Your instructions: Your answer must be the full listing, reproduced word for word.

# # #

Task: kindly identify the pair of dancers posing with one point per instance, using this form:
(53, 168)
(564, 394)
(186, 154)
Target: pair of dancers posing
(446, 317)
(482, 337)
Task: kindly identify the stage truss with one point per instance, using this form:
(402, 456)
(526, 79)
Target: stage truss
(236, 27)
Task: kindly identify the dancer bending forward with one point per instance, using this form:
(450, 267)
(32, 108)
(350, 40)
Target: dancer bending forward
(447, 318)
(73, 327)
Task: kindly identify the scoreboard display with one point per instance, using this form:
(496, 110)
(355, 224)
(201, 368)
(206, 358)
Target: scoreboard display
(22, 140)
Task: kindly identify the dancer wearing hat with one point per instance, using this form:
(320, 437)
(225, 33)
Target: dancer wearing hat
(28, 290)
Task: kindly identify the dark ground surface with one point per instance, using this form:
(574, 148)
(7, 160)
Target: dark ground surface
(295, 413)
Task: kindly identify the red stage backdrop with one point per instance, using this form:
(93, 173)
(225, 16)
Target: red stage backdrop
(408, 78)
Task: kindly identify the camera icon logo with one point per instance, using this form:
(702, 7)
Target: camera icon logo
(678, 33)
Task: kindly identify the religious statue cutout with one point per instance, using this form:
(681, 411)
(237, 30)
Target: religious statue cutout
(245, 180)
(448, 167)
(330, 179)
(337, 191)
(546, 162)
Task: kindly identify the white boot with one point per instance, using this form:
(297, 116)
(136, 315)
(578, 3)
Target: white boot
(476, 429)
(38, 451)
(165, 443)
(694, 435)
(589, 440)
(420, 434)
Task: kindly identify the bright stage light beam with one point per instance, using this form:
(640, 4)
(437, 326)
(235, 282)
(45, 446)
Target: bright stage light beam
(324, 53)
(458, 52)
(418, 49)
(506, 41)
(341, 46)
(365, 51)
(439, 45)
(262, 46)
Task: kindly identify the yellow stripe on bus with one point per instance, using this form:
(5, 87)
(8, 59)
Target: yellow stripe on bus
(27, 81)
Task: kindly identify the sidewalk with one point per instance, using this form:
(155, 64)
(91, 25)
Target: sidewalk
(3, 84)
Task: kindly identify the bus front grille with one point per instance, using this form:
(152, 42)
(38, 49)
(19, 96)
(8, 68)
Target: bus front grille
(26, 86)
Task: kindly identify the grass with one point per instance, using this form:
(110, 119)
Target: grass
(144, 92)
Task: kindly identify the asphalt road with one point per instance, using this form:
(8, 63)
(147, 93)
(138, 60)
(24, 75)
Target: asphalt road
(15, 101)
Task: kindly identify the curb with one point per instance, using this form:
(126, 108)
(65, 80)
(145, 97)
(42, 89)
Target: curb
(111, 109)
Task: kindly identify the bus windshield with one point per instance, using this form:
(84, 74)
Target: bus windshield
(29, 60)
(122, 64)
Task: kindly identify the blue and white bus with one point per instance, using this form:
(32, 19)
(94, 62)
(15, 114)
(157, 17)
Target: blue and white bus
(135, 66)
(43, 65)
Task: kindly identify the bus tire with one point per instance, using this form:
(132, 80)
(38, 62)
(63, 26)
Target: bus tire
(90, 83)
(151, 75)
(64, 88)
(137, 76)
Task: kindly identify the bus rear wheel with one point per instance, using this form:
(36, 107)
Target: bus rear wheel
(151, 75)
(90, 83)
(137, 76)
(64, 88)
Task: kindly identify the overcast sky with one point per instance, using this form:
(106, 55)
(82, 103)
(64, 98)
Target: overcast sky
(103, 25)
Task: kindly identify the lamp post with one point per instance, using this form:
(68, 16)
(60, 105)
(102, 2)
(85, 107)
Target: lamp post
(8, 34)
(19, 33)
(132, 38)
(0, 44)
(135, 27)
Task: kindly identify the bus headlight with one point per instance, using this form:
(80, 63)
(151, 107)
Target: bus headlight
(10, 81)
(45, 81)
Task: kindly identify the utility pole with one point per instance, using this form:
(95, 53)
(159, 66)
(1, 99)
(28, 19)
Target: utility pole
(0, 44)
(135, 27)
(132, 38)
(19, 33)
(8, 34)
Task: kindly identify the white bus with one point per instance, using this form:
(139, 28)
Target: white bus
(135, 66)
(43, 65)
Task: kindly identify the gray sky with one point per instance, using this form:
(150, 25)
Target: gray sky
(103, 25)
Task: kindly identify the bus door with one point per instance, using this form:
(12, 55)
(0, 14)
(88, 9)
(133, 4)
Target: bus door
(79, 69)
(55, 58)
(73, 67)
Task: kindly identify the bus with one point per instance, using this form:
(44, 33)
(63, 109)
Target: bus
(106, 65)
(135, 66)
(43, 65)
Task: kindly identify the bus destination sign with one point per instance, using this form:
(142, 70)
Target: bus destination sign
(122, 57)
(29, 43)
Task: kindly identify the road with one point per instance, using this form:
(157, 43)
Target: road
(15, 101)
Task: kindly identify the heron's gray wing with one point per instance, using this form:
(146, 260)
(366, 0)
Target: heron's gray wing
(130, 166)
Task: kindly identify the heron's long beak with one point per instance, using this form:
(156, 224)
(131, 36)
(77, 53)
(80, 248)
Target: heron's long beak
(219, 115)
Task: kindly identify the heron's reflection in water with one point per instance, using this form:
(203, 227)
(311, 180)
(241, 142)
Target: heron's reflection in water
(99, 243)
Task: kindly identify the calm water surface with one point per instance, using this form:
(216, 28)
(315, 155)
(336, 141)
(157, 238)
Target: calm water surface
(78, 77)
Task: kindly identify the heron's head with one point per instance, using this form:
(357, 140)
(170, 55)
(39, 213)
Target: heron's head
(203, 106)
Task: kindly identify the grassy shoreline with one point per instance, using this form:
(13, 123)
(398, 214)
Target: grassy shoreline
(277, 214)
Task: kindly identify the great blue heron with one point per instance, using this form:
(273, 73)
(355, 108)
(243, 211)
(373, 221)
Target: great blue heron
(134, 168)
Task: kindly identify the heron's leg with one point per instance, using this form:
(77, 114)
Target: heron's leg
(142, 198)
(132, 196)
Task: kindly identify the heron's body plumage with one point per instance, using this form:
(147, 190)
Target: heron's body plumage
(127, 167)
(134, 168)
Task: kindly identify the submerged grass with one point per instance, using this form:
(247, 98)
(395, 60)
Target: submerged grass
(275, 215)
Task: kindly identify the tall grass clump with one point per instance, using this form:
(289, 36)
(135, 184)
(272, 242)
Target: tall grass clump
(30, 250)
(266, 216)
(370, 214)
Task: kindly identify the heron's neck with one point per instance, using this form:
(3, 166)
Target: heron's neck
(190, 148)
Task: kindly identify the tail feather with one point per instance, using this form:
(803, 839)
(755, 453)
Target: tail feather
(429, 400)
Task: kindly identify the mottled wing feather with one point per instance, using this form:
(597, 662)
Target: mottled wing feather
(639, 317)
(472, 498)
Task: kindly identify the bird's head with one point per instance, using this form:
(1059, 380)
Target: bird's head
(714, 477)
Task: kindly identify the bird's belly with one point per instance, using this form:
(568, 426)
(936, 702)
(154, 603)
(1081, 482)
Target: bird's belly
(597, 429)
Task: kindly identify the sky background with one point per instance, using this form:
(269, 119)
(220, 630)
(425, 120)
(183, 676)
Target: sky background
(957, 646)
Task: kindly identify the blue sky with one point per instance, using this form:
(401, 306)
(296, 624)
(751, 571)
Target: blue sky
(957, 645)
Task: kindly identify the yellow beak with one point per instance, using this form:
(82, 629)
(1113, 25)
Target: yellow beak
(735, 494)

# # #

Response to the exercise:
Task: kindly identify the pair of dancers posing with one point per instance, using this form:
(53, 168)
(564, 394)
(186, 154)
Target: pair of dancers posing
(446, 317)
(482, 337)
Task: kindly identify the stage truss with one point per instance, using this form:
(402, 456)
(526, 79)
Target: stage truss
(236, 27)
Task: kindly identify the dancer bending forward with one point per instance, using this form:
(450, 267)
(32, 108)
(350, 40)
Target: dancer bending forward
(447, 318)
(73, 327)
Task: kindly identify the scoreboard display with one point per instance, using this form:
(496, 110)
(355, 224)
(201, 368)
(206, 358)
Target: scoreboard display
(22, 140)
Task: kindly identify the dancer wearing hat with one point per instance, using this form:
(320, 437)
(225, 33)
Target: dancer wearing hat
(28, 290)
Task: kindly identify the dark ground surface with one point per instance, using this form:
(574, 148)
(7, 160)
Target: dark ground surface
(295, 413)
Task: kindly identify the red stage backdrop with one point per instance, using this form:
(93, 173)
(225, 16)
Target: red stage backdrop
(408, 78)
Task: kindly identify the camera icon logo with one point per instance, using this form:
(702, 7)
Target: camera icon logo
(678, 33)
Task: kindly identify the religious statue cutout with one point per instance, using this form:
(681, 411)
(237, 30)
Target: religious statue cutout
(245, 180)
(448, 167)
(330, 179)
(337, 191)
(546, 162)
Task: kindly identify the white boot with one point per instance, using this form:
(297, 116)
(136, 315)
(578, 3)
Target: white boot
(476, 429)
(38, 451)
(165, 443)
(694, 435)
(589, 440)
(420, 434)
Task: kindly identify the bright stage light beam with one point per instance, using this form:
(640, 4)
(437, 326)
(235, 282)
(45, 446)
Target: bright stage light beam
(324, 53)
(458, 52)
(418, 49)
(506, 41)
(341, 46)
(365, 51)
(439, 45)
(262, 46)
Task: kindly identify the yellow stripe on bus with one point per instance, using this form:
(5, 87)
(8, 59)
Target: yellow stripe on bus
(27, 81)
Task: kindly identify the sidewalk with one point per instance, using this form:
(155, 64)
(91, 25)
Target: sidewalk
(3, 84)
Task: kindly identify the bus front grille with one point per instance, using this form:
(152, 42)
(38, 49)
(19, 96)
(8, 68)
Target: bus front grille
(26, 86)
Task: kindly identify the grass with one point per instance, using this form:
(110, 119)
Target: grass
(144, 92)
Task: kindly identify the asphalt road with one point per instance, using this form:
(8, 63)
(147, 93)
(138, 60)
(24, 75)
Target: asphalt road
(15, 101)
Task: kindly identify the curb with one point per instance, using this form:
(126, 108)
(65, 80)
(145, 97)
(42, 89)
Target: curb
(111, 109)
Task: kindly identify the bus windshield with one point per instance, using this form:
(84, 74)
Target: bus windshield
(29, 60)
(122, 64)
Task: kindly identify the blue and white bus with one point per instance, using this form:
(32, 19)
(94, 62)
(15, 114)
(157, 17)
Target: blue and white bus
(135, 66)
(43, 65)
Task: kindly identify the bus tire with one point per instance, using this form:
(132, 80)
(38, 62)
(63, 26)
Target: bus tire
(90, 83)
(151, 75)
(64, 88)
(137, 76)
Task: kindly identify the bus rear wheel with one point per instance, using this form:
(36, 107)
Target: bus rear wheel
(151, 75)
(90, 83)
(137, 76)
(64, 88)
Task: kindly identify the overcast sky with one point per instance, using this form:
(106, 55)
(82, 103)
(64, 98)
Target: overcast sky
(103, 25)
Task: kindly identify the lamp post with one point per instance, using this form:
(68, 16)
(60, 105)
(102, 2)
(85, 107)
Target: lamp post
(8, 34)
(19, 33)
(132, 38)
(0, 44)
(135, 27)
Task: kindly identify the bus headlight with one point per instance, using this form:
(80, 63)
(151, 107)
Target: bus headlight
(10, 81)
(45, 81)
Task: kindly identify the utility pole with one point per instance, using this form:
(95, 53)
(159, 66)
(1, 99)
(28, 19)
Target: utility pole
(0, 44)
(135, 27)
(132, 38)
(19, 33)
(8, 34)
Task: kindly identify the white bus with one point per instance, using this form:
(139, 28)
Target: white bus
(135, 66)
(43, 65)
Task: kindly identify the gray sky with one point per instance, using this form:
(150, 25)
Target: gray sky
(103, 25)
Task: kindly identify the bus door with one point per instance, using this form:
(12, 55)
(0, 14)
(88, 9)
(133, 4)
Target: bus door
(79, 69)
(55, 58)
(73, 67)
Task: kindly identify the bus with one point per instance, using this form:
(44, 33)
(63, 109)
Target: bus
(106, 65)
(135, 66)
(43, 65)
Task: kindly identify the bus destination sign with one point per instance, using this form:
(142, 70)
Target: bus destination sign
(122, 57)
(29, 43)
Task: kindly identify the road with one point per instance, using this form:
(157, 43)
Target: road
(15, 101)
Task: kindly identify the heron's gray wing with one point per instance, using this form:
(146, 260)
(366, 0)
Target: heron's gray wing
(130, 166)
Task: kindly identify the heron's long beak with one point per instance, using this form:
(156, 224)
(131, 36)
(77, 53)
(80, 248)
Target: heron's long beak
(219, 115)
Task: kindly identify the heron's reflection in water with one point per instance, using this form:
(203, 227)
(311, 180)
(241, 142)
Target: heron's reflection in water
(99, 243)
Task: kindly identify the calm water surface with one point per instance, using this form:
(216, 28)
(315, 155)
(336, 141)
(157, 238)
Target: calm water surface
(78, 77)
Task: kindly identify the heron's head with one point per instance, using this form:
(357, 140)
(170, 55)
(39, 213)
Target: heron's head
(203, 106)
Task: kindly identify the grassy shoreline with one point per instance, using this form:
(13, 123)
(398, 214)
Target: grassy shoreline
(277, 214)
Task: kindly identify the great blue heron with one point per instance, using this form:
(273, 73)
(355, 108)
(243, 211)
(373, 221)
Target: great blue heron
(134, 168)
Task: kindly identify the heron's leg with one point per instance, using this form:
(77, 114)
Target: heron's leg
(142, 198)
(132, 196)
Task: kindly identify the heron's body plumage with one point per instance, using this form:
(147, 190)
Target: heron's body plumage
(127, 167)
(134, 168)
Task: kindly identify the submerged grass with one point per instance, using this form:
(247, 98)
(395, 60)
Target: submerged grass
(275, 215)
Task: kindly identify the tall grass clump with one point per instance, using this form:
(289, 36)
(135, 184)
(272, 242)
Target: tall grass clump
(30, 250)
(266, 216)
(370, 214)
Task: kindly identify the heron's neck with one point per instance, using this form:
(3, 166)
Target: heron's neck
(190, 148)
Task: kindly identify the tail feather with one point per instance, using this form:
(803, 839)
(755, 453)
Target: tail feather
(429, 400)
Task: kindly identify the mottled wing feather with one point per instance, using this form:
(597, 662)
Target: mottled wing feather
(639, 317)
(472, 498)
Task: kindly identify the bird's head with one point per instance, using this form:
(1059, 380)
Target: bird's head
(714, 477)
Task: kindly identify the bird's belly with one point per instance, using this form:
(568, 426)
(936, 702)
(154, 603)
(1081, 482)
Target: bird's belly
(597, 429)
Task: kindly identify the sky background with one point per instance, using this form:
(269, 119)
(220, 630)
(425, 120)
(183, 676)
Target: sky background
(957, 646)
Task: kindly identify the blue sky with one point per instance, using this form:
(401, 306)
(296, 624)
(751, 571)
Target: blue sky
(957, 645)
Task: kindly identify the yellow beak with one point per instance, using this form:
(82, 629)
(1113, 25)
Target: yellow beak
(735, 494)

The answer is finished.